## WHAT YOU WILL DO
When you answer, give every record back exactly as written.

## RECORD EXCERPTS
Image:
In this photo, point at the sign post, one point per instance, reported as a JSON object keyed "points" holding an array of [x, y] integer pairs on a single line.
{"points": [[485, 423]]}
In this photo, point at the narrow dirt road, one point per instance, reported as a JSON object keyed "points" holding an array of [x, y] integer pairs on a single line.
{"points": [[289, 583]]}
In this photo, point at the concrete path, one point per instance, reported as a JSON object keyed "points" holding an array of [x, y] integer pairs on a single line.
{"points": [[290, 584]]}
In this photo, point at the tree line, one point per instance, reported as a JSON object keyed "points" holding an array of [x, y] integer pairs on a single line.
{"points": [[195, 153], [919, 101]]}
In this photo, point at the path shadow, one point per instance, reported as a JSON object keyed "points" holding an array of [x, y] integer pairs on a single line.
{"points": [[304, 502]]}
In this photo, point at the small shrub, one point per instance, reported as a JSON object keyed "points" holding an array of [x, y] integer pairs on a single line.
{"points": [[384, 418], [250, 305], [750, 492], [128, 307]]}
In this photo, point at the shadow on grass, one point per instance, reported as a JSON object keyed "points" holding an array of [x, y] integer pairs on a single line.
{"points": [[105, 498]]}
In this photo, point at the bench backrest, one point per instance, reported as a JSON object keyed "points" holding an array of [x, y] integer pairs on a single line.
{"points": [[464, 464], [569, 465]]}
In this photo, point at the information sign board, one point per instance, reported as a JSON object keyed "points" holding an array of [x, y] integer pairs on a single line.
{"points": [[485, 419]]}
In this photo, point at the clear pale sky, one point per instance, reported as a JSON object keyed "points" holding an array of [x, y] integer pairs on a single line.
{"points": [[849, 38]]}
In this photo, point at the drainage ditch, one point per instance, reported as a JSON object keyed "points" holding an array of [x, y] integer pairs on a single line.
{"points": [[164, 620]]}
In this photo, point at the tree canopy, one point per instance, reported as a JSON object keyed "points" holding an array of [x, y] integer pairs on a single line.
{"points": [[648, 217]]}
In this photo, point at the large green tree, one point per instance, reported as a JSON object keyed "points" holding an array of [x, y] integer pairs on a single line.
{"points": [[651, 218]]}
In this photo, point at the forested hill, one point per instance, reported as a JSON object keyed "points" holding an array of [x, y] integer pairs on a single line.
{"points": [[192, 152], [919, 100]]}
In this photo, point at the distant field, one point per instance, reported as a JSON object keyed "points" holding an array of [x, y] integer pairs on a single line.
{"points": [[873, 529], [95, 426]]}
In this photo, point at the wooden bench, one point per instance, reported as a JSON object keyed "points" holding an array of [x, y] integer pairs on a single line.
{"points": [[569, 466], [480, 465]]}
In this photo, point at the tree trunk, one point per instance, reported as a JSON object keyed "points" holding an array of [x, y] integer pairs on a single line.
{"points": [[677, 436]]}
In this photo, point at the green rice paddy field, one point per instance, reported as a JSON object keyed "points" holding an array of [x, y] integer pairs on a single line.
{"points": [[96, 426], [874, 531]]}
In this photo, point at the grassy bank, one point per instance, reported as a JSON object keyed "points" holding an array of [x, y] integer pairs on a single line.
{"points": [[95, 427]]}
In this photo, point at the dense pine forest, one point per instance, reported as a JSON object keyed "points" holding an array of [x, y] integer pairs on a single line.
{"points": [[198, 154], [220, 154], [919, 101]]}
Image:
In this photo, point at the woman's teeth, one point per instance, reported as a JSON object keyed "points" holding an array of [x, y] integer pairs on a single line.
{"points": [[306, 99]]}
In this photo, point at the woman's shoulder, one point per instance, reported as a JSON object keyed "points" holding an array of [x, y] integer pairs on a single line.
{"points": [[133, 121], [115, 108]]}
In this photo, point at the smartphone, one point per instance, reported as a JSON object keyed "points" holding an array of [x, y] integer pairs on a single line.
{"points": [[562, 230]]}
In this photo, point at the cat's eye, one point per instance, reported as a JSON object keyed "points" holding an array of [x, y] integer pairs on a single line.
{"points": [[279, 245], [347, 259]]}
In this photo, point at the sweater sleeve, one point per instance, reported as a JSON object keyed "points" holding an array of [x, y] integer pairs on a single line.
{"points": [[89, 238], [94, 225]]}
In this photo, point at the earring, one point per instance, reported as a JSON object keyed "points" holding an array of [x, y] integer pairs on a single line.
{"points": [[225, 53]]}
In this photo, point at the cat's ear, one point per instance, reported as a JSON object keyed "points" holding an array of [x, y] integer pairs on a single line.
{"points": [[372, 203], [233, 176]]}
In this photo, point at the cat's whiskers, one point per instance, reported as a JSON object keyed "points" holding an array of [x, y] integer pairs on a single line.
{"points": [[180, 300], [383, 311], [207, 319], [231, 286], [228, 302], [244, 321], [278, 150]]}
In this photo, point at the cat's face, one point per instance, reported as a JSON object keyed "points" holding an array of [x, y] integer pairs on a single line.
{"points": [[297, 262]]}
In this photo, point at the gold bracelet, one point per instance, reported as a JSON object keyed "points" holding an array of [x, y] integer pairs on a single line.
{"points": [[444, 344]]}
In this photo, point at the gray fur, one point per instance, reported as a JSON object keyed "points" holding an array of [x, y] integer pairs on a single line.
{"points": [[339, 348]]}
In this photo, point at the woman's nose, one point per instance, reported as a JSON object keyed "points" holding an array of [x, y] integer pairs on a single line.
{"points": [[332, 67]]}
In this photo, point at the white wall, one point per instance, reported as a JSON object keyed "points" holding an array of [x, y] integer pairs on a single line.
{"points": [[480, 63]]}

## RESULT OF THE TASK
Image:
In this photo, point at the sign post, one point per instance, reported as a JSON object keyed "points" holding an array of [x, y] integer pairs on a single line.
{"points": [[485, 423]]}
In this photo, point at the narrow dirt road, one point per instance, reported as a JSON object keyed "points" holding an array of [x, y] integer pairs on a single line.
{"points": [[289, 583]]}
In this photo, point at the concrete path, one point per instance, reported as a JSON object keyed "points" holding an array of [x, y] integer pairs on a single line.
{"points": [[290, 584]]}
In this photo, point at the tree line, one point per instance, reported as a JSON object keyed "points" holding an array of [x, y] integer pairs on a single line.
{"points": [[195, 153], [919, 101]]}
In this photo, point at the path shadow, one point per instance, reported as a JSON object keyed "points" holding an array of [x, y] integer pairs on a single line.
{"points": [[304, 502]]}
In this photo, point at the small shrub, one point per instance, reported as a JSON object keyed "points" holding an array of [x, y] integer pairs on a single line.
{"points": [[384, 418], [250, 305], [750, 492], [128, 307]]}
In this photo, point at the shadow on grass, one point per instance, reported as a JSON object keyed "points" holding an array of [x, y] integer pairs on a single line.
{"points": [[105, 498]]}
In this photo, point at the bench backrest, one point per instance, reported as a JSON object keyed "points" holding an array of [x, y] integer pairs on a single line.
{"points": [[464, 464], [569, 465]]}
In this photo, point at the information sign board, one point per instance, reported as a JSON object keyed "points" holding an array of [x, y] integer pairs on a single line.
{"points": [[485, 419]]}
In this photo, point at the clear pale sky, one point per instance, reported as a JSON object keyed "points" holding an array of [x, y] integer pairs on a single line.
{"points": [[849, 38]]}
In this photo, point at the drainage ditch, one point per instance, reported as a JSON object keyed "points" holding an array of [x, y] integer pairs on a single line.
{"points": [[164, 620]]}
In this photo, point at the tree canopy, one point per instance, reported as a JSON object keyed "points" holding an array of [x, y] integer pairs on a single line.
{"points": [[648, 217]]}
In this photo, point at the large green tree, one point per instance, reported as a JSON object keyed "points" holding an array of [x, y] integer pairs on a single line.
{"points": [[651, 218]]}
In this photo, point at the forested hill, one point per instance, reported as a JSON object keyed "points" holding an array of [x, y] integer pairs on a single line.
{"points": [[192, 152], [919, 100]]}
In this photo, point at the distant field, one point per instance, reported as a JSON object keyed "points" holding an array of [x, y] integer pairs on a single line.
{"points": [[873, 529], [95, 426]]}
In this photo, point at the wooden bench, one point per instance, reported as a JSON object keyed "points" holding an array of [x, y] integer pairs on a single line.
{"points": [[569, 466], [480, 465]]}
In this photo, point at the tree trunk, one point per instance, reported as a JSON object keyed "points" holding an array of [x, y] integer pairs on a single line.
{"points": [[677, 436]]}
In this photo, point at the green rice paddy field, one point per instance, reported as a JSON object keyed "points" holding an array of [x, y] integer pairs on a single line.
{"points": [[96, 426], [874, 531]]}
In this photo, point at the grassy bank, one point per instance, reported as a JSON object keyed "points" holding an array of [x, y] integer pairs on a single line.
{"points": [[95, 427]]}
In this photo, point at the dense pine forest, one point per instance, reported as a JSON object keyed "points" holding an array of [x, y] integer pairs on a single line.
{"points": [[198, 154], [220, 154], [919, 101]]}
Image:
In this photo, point at the woman's teeth, one point per instance, reported as a JSON object keyed "points" holding an array of [x, y] integer pairs on a single line.
{"points": [[306, 99]]}
In this photo, point at the woman's shoulder, one point per instance, reported as a JSON object keyed "points" holding an array of [x, y] integer pairs on a single line.
{"points": [[133, 121], [115, 108]]}
In this photo, point at the smartphone, one point per instance, reported as a JSON object keyed "points" holding an array of [x, y] integer pairs on a single line.
{"points": [[562, 230]]}
In this photo, point at the cat's eye, one point per instance, reported as a JSON object keyed "points" holding an array of [x, y] integer pairs on a single line.
{"points": [[279, 245], [347, 259]]}
In this photo, point at the sweater sleeve, one point per instance, reported as a JSON object keyed "points" holding an array of [x, y] integer pairs on a single line.
{"points": [[89, 238], [94, 225]]}
In this photo, point at the earring, one point per instance, reported as a JSON object keyed "points" holding an array of [x, y] integer pairs on a single line.
{"points": [[225, 53]]}
In this photo, point at the cat's ear, one point per instance, reported as a JSON object keyed "points" holding an array of [x, y] integer pairs on a single line.
{"points": [[372, 203], [233, 176]]}
In this photo, point at the cat's whiskers, one point per instance, reported as a JSON object keyed "points" holding an array of [x, y] integer pairs on a single line.
{"points": [[180, 300], [383, 311], [207, 319], [231, 286], [228, 302], [244, 321], [278, 150]]}
In this photo, point at the cat's face, one point per instance, reported as a JSON object keyed "points" holding an array of [x, y] integer pairs on a single line.
{"points": [[297, 262]]}
In this photo, point at the gold bracelet, one point per instance, reported as a JSON object keyed "points" holding an array of [x, y] integer pairs on a single line.
{"points": [[444, 344]]}
In this photo, point at the gray fur, one point per instance, reported as a JSON object keyed "points" holding an array of [x, y] integer pairs on a single line.
{"points": [[339, 348]]}
In this photo, point at the woman's nose, one point per instance, reported as a JSON object keyed "points" holding an array of [x, y] integer pairs on a single line.
{"points": [[332, 67]]}
In this photo, point at the white wall, one point per instance, reported as a JSON object keyed "points" holding an array of [x, y] integer pairs on a single line.
{"points": [[480, 63]]}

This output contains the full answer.